* [Task requirements] Copy the material below word for word, and leave out the pictures.

* [Task material]

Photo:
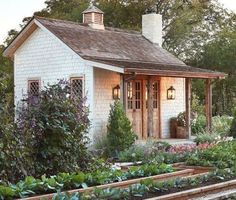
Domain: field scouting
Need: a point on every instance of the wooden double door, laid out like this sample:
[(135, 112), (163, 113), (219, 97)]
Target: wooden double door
[(143, 107)]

* [Output below]
Photo:
Domain: field scouting
Need: a point on every instance of the wooden double door, laid out like this sample:
[(135, 112), (163, 113), (219, 97)]
Target: wooden double door
[(143, 107)]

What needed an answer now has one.